Par contre, ils embarquent facilement – et pas seulement eux !- dans des univers très sombres, sans loi, où seuls les justiciers viennent à la rescousse du bien et où les redresseurs de torts sont des hors-la-loi.

Place aux justiciers hors-la-loi

Dexter, Batman et bien d’autres, entretiennent en effet une relation complexe avec l'État de droit. Un cas encore plus extrême est le personnage du « Punisher », que l’on peut voir dans plusieurs films dont la série télévisée de Marvel The Punisher, une incarnation au rapport ambigu avec la loi. Il s’agit —comme c’est souvent le cas dans d’autres oeuvres— d’un ancien militaire d'une troupe d'élite retournant à la vie civile, quelqu’un de désabusé par la hiérarchie. Des évènements dramatiques vont le pousser à se mettre hors-la-loi et à punir les coupables des crimes.

* _Travail demandé_
1 > Selon l'extrait sur les justiciers hors-la-loi, qu'est-ce qui amène le Punisher à se mettre hors-la-loi ? Répondez en une à trois phrases.
2 > Dans l'extrait sur les justiciers hors-la-loi, quels personnages sont cités comme entretenant une relation complexe avec l'État de droit, avant le cas du Punisher ?
3 > Poursuivez l'extrait sur les justiciers hors-la-loi à partir de sa dernière phrase.
Les lignes qui figurent ci-dessous ne sont d'aucune utilité ici.

* _Les données_
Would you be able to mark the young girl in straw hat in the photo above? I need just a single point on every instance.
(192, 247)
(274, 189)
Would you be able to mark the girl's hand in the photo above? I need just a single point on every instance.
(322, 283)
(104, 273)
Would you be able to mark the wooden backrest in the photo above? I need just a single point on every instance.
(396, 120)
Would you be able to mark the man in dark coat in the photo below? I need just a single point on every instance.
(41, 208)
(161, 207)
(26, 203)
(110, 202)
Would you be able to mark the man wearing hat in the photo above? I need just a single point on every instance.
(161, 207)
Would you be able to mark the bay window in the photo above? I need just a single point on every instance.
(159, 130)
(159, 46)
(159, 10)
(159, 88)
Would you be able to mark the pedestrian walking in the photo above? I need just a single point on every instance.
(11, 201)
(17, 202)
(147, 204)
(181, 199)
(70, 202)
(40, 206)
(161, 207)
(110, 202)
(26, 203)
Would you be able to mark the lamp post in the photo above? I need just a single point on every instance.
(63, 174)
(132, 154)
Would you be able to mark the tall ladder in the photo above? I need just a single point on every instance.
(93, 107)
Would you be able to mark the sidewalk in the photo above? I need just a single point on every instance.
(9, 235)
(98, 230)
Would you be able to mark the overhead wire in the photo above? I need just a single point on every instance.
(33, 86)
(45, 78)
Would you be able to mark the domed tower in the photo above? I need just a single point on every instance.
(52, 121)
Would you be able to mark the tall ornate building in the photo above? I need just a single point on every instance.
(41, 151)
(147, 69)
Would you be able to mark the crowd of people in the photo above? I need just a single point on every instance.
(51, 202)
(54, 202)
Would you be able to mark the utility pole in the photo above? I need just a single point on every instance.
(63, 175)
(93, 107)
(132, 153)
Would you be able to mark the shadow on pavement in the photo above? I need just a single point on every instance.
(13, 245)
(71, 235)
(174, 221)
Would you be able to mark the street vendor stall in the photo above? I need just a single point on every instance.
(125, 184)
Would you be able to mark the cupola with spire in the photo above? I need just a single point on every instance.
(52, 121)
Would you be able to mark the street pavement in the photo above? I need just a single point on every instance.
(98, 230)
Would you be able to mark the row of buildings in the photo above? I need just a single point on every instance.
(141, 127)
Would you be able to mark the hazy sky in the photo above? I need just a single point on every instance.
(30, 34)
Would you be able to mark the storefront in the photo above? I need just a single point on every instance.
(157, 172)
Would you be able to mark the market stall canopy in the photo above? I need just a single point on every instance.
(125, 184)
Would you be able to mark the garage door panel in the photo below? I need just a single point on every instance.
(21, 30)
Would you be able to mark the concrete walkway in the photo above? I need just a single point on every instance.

* _Réponses dans l'ordre_
1 > Ce sont des évènements dramatiques qui poussent le Punisher, ancien militaire d'une troupe d'élite revenu à la vie civile, à se mettre hors-la-loi et à punir les coupables des crimes.

2 > Dexter et Batman, entre autres.

3 >
« C’est un personnage généralement ennuyant qui n’a pas de super-pouvoirs. L’aspect intéressant dans ces récits d’anciens marines ou de vétérans d’Afghanistan retrouvant un état corrompu ou un système juridique incapable, c’est de pouvoir rentrer  dans la tête des « vigilantes » (ou « Avengers ») qui prennent la loi entre leurs mains », explique celui qui s’intéresse aussi aux mouvements de la droite radicale.

Il s’agit alors d’une représentation des institutions qui se rapproche de celle des libertariens, alimentés de thèses conspirationnistes sur « l'État dans l’État ». Ce qui ne va pas sans rappeler l’attaque du Capitole à Washington en janvier 2021, ou l’occupation d’Ottawa par les camionneurs l’année suivante.

« On retrouve dans ces mouvements une opposition aux élites et aussi, des personnes méfiantes des autorités et du milieu de la santé, avec une plus grande proportion d’antivaccins pour l’épisode des camionneurs. Il y a la mise en commun d’un mouvement anti-science et anti-immigration, issu de la droite radicale et libertarienne », relève le chercheur.

Ce sont aussi des mouvements où « l’univers machiste domine. Dans les mèmes, l’attention est dichotomique (bien/mal). Très vite, on prête des intentions et le policier n’est alors qu’un acteur de l’État parmi d’autres. C’est très préoccupant », sanctionne le Pr Dufour.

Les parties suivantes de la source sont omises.